+++ Extracted data +++

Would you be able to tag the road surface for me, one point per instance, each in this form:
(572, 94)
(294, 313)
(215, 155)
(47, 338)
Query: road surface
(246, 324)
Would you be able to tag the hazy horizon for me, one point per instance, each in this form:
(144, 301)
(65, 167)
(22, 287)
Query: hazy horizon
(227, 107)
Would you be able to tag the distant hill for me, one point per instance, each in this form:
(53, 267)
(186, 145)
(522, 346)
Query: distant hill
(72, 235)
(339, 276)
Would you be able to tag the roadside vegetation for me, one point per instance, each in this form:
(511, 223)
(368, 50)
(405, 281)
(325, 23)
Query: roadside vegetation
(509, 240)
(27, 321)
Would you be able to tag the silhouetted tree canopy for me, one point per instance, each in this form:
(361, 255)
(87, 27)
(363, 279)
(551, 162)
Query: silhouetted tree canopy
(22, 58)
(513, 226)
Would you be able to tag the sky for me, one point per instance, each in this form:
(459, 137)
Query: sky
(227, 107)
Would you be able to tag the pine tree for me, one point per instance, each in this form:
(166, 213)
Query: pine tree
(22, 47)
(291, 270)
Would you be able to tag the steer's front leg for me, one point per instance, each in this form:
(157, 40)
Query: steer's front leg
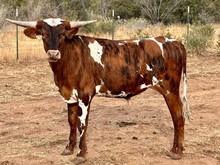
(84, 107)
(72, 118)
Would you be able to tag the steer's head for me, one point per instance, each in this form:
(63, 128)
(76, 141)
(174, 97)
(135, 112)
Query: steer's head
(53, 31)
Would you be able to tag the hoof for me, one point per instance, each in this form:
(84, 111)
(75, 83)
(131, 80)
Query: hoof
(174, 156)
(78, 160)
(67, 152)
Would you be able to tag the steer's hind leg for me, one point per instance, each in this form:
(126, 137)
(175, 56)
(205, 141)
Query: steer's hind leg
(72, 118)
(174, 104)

+++

Return all of the entries exactly as written, but drop any pictures they hold.

Would you be able to tag the road surface for me, one point per instance, each in this form:
(572, 94)
(294, 313)
(215, 155)
(47, 338)
Query: road surface
(246, 324)
Would you be able to tag the hazy horizon for me, one point per instance, each in this form:
(144, 301)
(65, 167)
(22, 287)
Query: hazy horizon
(227, 107)
Would you be able to tag the distant hill for me, one point per instance, each in this form:
(53, 267)
(186, 145)
(522, 346)
Query: distant hill
(72, 235)
(339, 276)
Would you be able to tag the roadside vegetation for me, one point per instance, each in this form:
(511, 223)
(368, 50)
(405, 281)
(325, 23)
Query: roadside vegetation
(509, 240)
(27, 321)
Would you be able to tag the silhouetted tree canopy for me, one point per instance, each in this form:
(361, 255)
(87, 27)
(363, 279)
(551, 162)
Query: silhouetted tree canopy
(22, 58)
(513, 226)
Would you be able to tag the sky for me, one point per instance, each in this form:
(459, 137)
Query: sky
(227, 107)
Would you be able to tag the pine tree for me, one point per instance, each in this form:
(166, 213)
Query: pine tree
(22, 47)
(291, 270)
Would you be able to tag the steer's front leg for me, one point per instance, each in this form:
(157, 40)
Query: steer's front leg
(84, 107)
(72, 118)
Would you be able to tag the steer's head for me, one point per instance, each in this form:
(63, 128)
(76, 141)
(174, 97)
(135, 112)
Query: steer's head
(53, 31)
Would you be able to tag the hoof for me, one point per instance, each in this form:
(84, 111)
(75, 83)
(131, 80)
Query: hoof
(174, 156)
(78, 160)
(67, 152)
Would you be able to tag the steer's hind leg for me, one point per instance, each in this form:
(126, 137)
(175, 56)
(205, 141)
Query: steer's hind leg
(72, 118)
(174, 104)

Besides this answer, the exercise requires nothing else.